== Data for the task ==

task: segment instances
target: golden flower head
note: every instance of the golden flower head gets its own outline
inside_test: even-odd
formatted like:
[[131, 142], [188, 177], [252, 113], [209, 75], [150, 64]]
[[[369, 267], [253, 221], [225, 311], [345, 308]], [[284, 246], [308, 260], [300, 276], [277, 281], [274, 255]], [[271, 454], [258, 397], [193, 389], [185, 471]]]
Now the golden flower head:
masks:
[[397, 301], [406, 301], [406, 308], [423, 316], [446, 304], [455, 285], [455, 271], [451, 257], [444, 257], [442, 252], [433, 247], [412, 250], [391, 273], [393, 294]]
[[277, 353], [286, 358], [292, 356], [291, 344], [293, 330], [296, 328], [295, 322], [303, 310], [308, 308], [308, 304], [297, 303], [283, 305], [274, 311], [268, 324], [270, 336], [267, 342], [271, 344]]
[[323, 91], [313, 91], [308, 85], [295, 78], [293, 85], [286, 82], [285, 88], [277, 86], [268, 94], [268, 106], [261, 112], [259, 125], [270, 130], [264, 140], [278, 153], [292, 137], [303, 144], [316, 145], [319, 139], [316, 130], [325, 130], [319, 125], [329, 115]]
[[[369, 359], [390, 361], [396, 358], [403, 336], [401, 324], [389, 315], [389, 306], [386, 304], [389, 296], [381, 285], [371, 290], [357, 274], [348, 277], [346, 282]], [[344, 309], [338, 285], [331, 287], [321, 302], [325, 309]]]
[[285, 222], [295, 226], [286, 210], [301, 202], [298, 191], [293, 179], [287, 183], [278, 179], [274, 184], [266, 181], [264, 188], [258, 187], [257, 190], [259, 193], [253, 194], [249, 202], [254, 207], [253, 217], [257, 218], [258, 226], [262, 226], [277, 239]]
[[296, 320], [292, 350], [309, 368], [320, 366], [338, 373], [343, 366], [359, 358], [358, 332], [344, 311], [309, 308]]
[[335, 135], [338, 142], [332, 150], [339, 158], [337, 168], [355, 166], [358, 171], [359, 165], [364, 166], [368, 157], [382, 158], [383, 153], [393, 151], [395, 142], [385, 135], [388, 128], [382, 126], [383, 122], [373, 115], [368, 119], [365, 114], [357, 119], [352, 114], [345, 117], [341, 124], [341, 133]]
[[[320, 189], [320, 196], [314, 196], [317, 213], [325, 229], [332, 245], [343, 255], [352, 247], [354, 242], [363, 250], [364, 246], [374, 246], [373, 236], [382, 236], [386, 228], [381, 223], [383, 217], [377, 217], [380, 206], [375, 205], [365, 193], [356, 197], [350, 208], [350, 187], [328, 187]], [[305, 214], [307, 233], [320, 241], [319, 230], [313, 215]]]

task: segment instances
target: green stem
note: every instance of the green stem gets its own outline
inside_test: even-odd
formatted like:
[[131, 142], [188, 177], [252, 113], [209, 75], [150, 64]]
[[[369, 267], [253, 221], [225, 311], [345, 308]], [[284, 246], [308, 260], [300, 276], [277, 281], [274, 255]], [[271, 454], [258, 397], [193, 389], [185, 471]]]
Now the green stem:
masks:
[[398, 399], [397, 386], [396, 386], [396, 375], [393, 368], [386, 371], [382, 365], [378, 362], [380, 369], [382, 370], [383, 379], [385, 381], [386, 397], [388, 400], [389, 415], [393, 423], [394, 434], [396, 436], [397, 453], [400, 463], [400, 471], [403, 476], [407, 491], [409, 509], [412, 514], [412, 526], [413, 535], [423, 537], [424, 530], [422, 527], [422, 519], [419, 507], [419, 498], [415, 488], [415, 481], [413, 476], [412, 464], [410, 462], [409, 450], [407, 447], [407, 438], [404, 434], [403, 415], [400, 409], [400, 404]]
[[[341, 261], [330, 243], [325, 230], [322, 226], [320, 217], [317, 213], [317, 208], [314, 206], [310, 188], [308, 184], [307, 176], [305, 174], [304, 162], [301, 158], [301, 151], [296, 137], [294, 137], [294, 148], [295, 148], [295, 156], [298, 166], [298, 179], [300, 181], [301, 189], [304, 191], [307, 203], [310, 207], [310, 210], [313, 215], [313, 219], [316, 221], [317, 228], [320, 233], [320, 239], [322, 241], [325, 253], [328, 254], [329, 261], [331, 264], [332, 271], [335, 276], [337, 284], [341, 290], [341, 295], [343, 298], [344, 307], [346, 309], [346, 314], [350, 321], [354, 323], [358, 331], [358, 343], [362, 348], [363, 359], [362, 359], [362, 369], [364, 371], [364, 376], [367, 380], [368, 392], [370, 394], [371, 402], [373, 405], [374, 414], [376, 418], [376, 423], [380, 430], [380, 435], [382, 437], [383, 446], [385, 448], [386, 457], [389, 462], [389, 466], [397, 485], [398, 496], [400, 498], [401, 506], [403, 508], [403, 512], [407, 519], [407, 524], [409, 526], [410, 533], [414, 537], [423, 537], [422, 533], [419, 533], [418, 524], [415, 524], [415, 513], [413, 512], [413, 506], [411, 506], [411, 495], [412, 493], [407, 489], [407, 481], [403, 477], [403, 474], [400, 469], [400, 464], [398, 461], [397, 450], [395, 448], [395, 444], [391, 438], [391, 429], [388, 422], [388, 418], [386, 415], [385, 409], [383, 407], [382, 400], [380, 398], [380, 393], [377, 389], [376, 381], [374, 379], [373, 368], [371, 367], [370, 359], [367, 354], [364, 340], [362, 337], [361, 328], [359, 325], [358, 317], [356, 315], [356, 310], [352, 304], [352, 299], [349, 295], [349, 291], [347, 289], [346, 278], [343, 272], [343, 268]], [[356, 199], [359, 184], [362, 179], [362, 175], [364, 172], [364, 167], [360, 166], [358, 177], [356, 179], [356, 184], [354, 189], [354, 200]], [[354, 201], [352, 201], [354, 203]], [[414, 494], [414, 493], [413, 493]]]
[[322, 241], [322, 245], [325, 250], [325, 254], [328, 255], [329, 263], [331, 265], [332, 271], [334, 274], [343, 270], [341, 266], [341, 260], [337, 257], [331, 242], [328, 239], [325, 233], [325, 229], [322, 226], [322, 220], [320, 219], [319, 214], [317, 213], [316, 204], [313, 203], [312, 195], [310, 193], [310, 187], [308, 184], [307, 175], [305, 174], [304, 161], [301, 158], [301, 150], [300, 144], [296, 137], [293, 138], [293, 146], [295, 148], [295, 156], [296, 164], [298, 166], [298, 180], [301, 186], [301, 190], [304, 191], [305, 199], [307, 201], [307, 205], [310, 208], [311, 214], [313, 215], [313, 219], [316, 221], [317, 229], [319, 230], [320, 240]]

===

> _Problem to work on_:
Print the stretch from the start of the items above through the line that contains "302], [325, 309]]]", with both ends included.

> _The completed task_:
task: segment instances
target: golden flower head
note: every instance of the golden flower head gets its own outline
inside_test: even-odd
formatted like:
[[131, 142], [188, 177], [252, 113], [209, 75], [150, 64]]
[[[369, 267], [253, 221], [225, 311], [345, 308]], [[284, 246], [308, 260], [300, 276], [277, 281], [274, 255]], [[271, 454], [258, 397], [193, 389], [185, 471]]]
Now the golden flower head:
masks:
[[397, 301], [406, 301], [406, 308], [423, 316], [446, 304], [455, 285], [455, 271], [451, 257], [444, 257], [442, 252], [433, 247], [412, 250], [391, 273], [393, 294]]
[[277, 353], [286, 358], [292, 356], [291, 344], [293, 330], [296, 328], [295, 322], [303, 310], [308, 308], [308, 304], [297, 303], [283, 305], [274, 311], [268, 324], [270, 336], [267, 342], [271, 344]]
[[323, 91], [313, 91], [308, 85], [295, 78], [293, 85], [286, 82], [285, 88], [277, 86], [268, 94], [268, 106], [261, 112], [259, 125], [270, 130], [264, 140], [278, 153], [292, 137], [303, 144], [316, 145], [319, 139], [316, 130], [325, 130], [319, 125], [329, 115]]
[[[369, 359], [390, 361], [396, 358], [403, 336], [401, 324], [389, 315], [389, 306], [386, 304], [389, 296], [381, 285], [371, 290], [357, 274], [348, 277], [346, 282]], [[344, 309], [338, 285], [331, 287], [321, 302], [325, 309]]]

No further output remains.